▶ [Problem description]:
Work out how many lines in the records include the word "like", then answer with nothing but that number.

Segment Start: Information provided

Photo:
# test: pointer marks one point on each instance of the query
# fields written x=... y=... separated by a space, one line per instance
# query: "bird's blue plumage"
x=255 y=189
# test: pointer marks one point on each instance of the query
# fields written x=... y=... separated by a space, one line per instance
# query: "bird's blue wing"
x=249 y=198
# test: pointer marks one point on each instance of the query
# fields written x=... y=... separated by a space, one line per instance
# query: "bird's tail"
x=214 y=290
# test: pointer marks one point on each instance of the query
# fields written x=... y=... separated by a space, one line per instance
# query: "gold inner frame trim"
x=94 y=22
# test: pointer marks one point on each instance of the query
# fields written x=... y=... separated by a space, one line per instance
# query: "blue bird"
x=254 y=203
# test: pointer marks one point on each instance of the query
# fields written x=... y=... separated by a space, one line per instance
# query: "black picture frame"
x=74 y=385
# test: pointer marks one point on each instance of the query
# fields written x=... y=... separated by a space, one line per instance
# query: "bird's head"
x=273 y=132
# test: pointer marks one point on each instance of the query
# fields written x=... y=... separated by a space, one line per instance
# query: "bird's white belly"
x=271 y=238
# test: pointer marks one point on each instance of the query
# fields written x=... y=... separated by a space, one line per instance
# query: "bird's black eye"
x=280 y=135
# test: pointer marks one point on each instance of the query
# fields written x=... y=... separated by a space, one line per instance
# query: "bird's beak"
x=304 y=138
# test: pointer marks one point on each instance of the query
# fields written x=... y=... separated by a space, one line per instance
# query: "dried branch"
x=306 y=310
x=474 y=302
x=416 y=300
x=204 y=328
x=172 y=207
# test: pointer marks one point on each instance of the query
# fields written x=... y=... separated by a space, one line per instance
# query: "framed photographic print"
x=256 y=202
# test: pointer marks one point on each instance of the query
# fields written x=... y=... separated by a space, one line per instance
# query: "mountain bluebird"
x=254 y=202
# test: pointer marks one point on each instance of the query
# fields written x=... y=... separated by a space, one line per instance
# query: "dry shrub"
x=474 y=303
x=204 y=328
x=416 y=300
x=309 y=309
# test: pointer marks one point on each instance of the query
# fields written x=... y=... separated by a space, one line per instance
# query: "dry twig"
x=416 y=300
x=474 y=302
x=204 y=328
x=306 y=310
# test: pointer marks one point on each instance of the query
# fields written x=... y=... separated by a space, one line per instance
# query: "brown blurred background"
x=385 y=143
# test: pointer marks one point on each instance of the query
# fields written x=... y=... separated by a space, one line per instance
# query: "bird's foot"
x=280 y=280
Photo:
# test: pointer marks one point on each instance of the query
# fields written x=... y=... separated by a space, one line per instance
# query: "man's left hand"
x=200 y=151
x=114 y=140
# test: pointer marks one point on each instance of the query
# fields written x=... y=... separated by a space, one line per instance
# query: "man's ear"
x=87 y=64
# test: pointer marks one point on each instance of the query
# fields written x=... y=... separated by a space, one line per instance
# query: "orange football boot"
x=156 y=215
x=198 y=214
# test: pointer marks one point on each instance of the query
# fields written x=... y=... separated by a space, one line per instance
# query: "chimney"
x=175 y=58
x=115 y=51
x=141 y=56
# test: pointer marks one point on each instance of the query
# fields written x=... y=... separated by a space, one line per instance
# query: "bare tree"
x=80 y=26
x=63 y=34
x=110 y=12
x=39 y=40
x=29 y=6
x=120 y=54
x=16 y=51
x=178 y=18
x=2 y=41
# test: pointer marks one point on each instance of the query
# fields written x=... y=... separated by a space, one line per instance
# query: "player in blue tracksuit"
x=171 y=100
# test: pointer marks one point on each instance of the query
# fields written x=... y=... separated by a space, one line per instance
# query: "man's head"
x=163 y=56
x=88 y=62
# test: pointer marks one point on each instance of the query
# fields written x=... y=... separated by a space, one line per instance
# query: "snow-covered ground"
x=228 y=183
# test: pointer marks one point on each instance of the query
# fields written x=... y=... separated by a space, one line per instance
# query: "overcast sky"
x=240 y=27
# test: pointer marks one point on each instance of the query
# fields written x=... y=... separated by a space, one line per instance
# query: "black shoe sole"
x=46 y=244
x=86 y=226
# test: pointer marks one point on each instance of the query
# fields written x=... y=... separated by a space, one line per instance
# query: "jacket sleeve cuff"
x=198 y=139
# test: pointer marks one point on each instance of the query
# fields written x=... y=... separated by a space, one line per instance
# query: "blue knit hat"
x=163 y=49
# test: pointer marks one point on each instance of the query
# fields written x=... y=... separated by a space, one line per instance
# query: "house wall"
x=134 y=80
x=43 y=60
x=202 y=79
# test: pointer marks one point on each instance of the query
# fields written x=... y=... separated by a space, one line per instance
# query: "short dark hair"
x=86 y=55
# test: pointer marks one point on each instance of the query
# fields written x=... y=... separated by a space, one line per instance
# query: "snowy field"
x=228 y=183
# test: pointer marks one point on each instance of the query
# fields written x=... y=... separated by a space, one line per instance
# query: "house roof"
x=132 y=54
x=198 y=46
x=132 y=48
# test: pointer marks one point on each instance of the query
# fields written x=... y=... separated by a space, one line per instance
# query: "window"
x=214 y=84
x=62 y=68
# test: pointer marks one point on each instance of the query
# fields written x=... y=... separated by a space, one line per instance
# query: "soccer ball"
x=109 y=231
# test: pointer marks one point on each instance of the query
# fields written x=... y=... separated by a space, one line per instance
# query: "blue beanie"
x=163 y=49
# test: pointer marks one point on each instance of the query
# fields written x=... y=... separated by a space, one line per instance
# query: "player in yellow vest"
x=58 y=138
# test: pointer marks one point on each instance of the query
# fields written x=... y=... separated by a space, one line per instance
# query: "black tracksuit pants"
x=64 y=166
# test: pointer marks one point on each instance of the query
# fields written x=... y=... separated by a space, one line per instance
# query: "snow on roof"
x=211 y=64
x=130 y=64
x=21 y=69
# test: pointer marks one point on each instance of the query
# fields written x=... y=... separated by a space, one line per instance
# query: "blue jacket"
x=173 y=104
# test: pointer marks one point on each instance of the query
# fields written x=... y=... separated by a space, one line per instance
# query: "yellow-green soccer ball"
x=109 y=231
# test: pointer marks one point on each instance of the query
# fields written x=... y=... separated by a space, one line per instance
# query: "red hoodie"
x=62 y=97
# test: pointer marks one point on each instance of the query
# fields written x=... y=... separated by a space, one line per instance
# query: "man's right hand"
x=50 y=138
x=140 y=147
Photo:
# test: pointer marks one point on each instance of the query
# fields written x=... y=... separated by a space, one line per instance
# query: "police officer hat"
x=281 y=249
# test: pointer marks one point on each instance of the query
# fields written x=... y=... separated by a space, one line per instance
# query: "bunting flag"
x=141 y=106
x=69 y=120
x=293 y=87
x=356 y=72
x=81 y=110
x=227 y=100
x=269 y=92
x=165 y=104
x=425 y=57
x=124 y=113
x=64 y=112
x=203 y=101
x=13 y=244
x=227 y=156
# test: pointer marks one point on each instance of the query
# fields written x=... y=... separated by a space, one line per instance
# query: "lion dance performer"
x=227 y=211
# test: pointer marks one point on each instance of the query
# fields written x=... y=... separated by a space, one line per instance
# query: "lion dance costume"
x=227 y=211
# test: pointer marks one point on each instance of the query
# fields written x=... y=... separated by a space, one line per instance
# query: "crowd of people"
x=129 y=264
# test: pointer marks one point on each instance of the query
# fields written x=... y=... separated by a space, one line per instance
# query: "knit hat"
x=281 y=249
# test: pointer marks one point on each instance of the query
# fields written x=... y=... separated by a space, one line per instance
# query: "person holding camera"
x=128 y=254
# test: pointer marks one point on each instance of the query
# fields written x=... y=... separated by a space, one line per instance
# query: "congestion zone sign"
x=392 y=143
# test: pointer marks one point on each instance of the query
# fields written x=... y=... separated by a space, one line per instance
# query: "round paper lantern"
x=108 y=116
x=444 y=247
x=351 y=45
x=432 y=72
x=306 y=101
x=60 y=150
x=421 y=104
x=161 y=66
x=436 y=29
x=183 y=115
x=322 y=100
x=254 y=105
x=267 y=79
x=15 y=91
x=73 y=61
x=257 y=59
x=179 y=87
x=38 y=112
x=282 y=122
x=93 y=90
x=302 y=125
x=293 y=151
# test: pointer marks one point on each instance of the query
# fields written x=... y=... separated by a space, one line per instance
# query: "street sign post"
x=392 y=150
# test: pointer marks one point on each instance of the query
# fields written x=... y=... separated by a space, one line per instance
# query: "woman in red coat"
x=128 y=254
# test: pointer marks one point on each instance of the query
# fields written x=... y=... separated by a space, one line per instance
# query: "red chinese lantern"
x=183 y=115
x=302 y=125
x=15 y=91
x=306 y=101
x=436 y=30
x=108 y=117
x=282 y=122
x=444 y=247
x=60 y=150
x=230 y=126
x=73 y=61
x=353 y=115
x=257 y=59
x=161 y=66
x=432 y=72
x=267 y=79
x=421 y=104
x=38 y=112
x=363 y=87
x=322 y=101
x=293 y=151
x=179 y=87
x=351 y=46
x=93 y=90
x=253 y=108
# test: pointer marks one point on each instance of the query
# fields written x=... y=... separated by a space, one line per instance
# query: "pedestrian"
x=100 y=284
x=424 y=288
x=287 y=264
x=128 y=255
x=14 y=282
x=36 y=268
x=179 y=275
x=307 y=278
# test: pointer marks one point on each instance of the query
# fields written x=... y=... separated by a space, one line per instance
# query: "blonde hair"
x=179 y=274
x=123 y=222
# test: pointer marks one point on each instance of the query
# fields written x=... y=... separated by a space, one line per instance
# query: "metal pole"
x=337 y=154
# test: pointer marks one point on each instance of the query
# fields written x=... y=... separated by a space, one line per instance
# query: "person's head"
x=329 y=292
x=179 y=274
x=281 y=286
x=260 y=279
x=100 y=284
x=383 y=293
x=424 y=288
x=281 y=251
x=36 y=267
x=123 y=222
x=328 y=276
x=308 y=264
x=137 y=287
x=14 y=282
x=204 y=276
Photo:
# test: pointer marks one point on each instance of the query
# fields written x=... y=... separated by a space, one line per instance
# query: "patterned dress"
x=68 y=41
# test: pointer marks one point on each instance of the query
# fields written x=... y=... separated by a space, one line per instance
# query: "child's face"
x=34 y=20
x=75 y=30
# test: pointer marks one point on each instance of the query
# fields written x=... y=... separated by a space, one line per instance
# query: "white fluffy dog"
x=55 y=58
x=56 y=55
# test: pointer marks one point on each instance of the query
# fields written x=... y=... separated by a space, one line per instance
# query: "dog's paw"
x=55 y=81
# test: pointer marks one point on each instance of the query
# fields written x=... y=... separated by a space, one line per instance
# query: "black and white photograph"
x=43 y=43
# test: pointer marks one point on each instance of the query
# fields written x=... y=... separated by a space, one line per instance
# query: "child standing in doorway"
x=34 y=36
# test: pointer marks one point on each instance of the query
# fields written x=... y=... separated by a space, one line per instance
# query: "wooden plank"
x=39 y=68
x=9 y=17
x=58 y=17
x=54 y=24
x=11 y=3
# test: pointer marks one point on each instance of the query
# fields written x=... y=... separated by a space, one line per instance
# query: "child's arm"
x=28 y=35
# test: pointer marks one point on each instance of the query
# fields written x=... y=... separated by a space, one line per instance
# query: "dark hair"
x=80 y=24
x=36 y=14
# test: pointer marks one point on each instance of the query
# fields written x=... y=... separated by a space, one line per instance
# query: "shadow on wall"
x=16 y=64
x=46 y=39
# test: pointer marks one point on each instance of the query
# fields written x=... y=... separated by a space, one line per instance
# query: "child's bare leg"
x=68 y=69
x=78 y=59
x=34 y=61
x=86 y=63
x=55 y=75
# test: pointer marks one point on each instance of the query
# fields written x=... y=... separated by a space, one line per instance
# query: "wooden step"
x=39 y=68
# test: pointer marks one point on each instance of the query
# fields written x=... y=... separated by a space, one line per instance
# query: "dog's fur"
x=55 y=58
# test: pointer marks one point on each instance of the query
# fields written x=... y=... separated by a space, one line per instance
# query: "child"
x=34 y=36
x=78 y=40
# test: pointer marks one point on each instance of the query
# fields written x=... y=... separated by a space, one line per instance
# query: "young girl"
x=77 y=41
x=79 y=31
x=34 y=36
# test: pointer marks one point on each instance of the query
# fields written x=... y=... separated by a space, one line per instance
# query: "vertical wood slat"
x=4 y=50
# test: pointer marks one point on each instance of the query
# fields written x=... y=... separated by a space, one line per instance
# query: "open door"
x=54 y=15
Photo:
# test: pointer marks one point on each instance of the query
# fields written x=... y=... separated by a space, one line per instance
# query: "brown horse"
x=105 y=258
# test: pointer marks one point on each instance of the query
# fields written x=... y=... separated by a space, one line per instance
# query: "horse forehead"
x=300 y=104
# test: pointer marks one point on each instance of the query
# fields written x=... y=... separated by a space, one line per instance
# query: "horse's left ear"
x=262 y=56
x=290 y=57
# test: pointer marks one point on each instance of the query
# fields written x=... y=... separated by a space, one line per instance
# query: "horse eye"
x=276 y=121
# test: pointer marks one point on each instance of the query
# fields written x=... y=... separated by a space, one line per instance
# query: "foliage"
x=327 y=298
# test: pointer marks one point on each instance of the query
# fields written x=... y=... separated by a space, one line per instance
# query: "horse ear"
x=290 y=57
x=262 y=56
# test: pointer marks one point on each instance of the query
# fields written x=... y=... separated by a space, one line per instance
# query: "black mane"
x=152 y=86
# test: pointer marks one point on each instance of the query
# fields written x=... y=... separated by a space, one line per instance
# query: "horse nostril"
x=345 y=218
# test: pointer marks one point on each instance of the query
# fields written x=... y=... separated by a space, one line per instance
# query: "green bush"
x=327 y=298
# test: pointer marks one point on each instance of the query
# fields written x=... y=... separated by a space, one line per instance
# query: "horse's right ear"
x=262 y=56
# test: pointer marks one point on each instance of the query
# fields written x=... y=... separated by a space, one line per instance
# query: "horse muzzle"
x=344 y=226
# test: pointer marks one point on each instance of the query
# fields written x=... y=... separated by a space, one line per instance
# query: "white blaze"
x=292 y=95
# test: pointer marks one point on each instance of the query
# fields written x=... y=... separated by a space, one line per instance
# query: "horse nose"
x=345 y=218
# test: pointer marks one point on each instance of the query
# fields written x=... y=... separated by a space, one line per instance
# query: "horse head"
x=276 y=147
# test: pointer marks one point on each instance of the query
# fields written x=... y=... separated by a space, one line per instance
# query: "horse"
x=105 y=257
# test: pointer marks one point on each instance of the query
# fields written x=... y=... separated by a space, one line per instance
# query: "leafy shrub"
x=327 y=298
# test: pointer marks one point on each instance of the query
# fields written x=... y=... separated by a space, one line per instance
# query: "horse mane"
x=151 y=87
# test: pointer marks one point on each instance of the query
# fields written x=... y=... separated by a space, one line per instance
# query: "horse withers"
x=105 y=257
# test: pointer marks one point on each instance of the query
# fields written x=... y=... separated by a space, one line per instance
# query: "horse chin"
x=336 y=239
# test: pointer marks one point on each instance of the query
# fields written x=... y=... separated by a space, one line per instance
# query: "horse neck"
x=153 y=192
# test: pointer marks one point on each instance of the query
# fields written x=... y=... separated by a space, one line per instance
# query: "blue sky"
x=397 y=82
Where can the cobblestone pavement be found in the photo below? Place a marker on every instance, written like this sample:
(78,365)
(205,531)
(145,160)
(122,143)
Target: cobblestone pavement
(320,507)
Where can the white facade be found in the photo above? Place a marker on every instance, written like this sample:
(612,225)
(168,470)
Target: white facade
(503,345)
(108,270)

Segment End: Information provided

▶ [Result]:
2